### DOCUMENT SECTION
------------------------------------------------

Nov. 12, 2014, 2:24 AM
- Global regulators have fined six major banks, including UBS (NYSE:UBS), HSBC (NYSE:HSBC), Citigroup (NYSE:C), Royal Bank of Scotland (NYSE:RBS), JPMorgan (NYSE:JPM) and BofA (NYSE:BAC), a total of $4.3B over allegations of price fixing and manipulating benchmarks in the $5T-a-day foreign exchange market.
- The penalties were imposed by Britain's Financial Services Authority, the U.S. Commodity Futures Trading Commission and Swiss regulator FINMA.
- Barclays (NYSE:BCS) had been expected to be part of the settlement but the FCA said its investigation into the U.K. bank was continuing.
Nov. 3, 2014, 5:38 AM
- HSBC (NYSE:HSBC) set aside $1.7B to cover one-off charges, including $378M for a possible settlement with the U.K. Financial Conduct Authority over alleged forex manipulation.

------------------------------------------------

### PROBLEM SET
A - According to the foreign exchange news briefs, how much did HSBC set aside for a possible settlement with the U.K. Financial Conduct Authority?
B - Render this sentence from the forex fines news briefs in Spanish: "Barclays (NYSE:BCS) had been expected to be part of the settlement but the FCA said its investigation into the U.K. bank was continuing."
C - Carry on the news briefs about bank fines in the foreign exchange market, picking up after their final line.

### INFORMATION SHOWN
------------------------------------------------

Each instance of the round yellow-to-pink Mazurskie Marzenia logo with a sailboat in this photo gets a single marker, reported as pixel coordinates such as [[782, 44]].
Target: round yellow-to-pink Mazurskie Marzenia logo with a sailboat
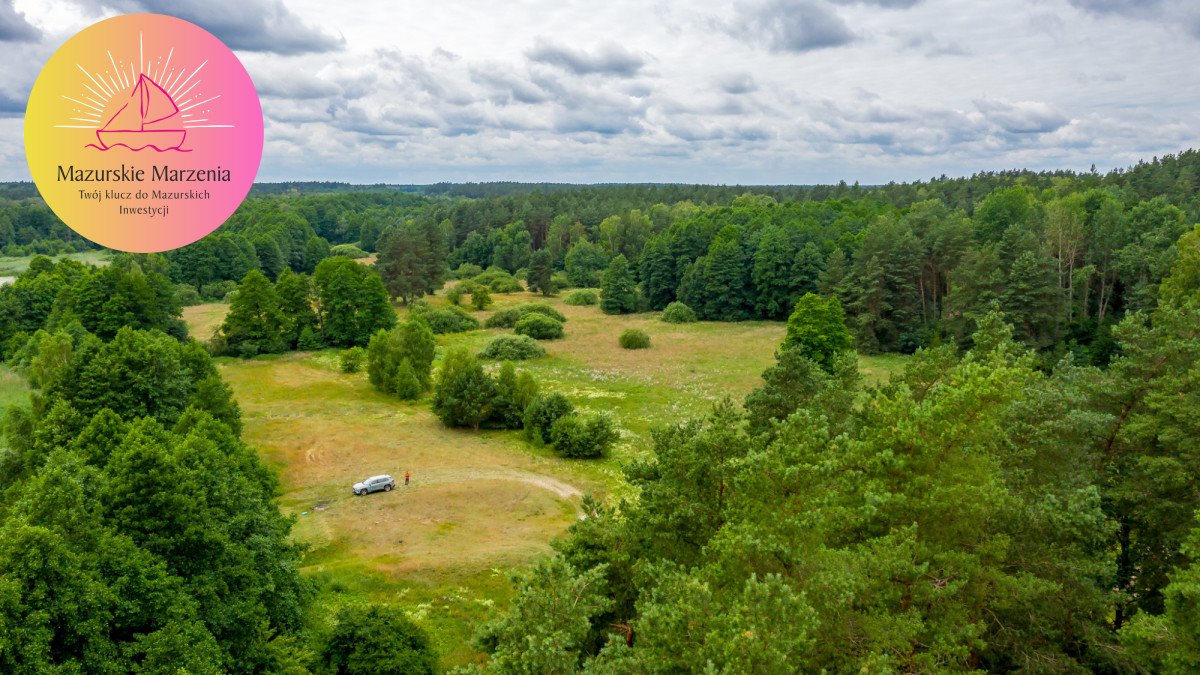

------------------------------------------------

### RESULTS FOR THE EXERCISE
A - $378M

B - Se esperaba que Barclays (NYSE:BCS) formara parte del acuerdo, pero la FCA dijo que su investigación sobre el banco británico continuaba.

C -
- HSBC also booked a $701M provision to compensate customers for mis-sold products and $550M for a deal with the Federal Housing Finance Authority.
- Pretax profit of $4.61B missed estimates of $5.47B.
- Adjusted revenue flat at $15.58B.
- Net profit increased to $4.53B from $3.2B as provisions for bad loans dropped.
- Costs rose 6%, with HSBC having to hire ever more risk and compliance staff.
- Share are flat premarket.
Nov. 3, 2014, 3:35 AM
- HSBC's (NYSE:HSBC) pretax profit rose 2% in Q3 to $4.61B, although underlying earnings fell 12% to $4.41B.
- EPS $0.23 vs $0.16 a year earlier.
- Revenues increased to $15.775B from $15.08B
- HSBC declared a Q4 dividend of $0.10 a share.
- "Revenue continued to grow in Commercial Banking, dominated by growth in our home markets of Hong Kong and the United Kingdom," says CEO Stuart Gulliver. "Global Banking & Markets contributed a strong revenue performance with its differentiated business model. Global Private Banking has attracted net new money of $10B in areas targeted for growth since the start of the year." (PR)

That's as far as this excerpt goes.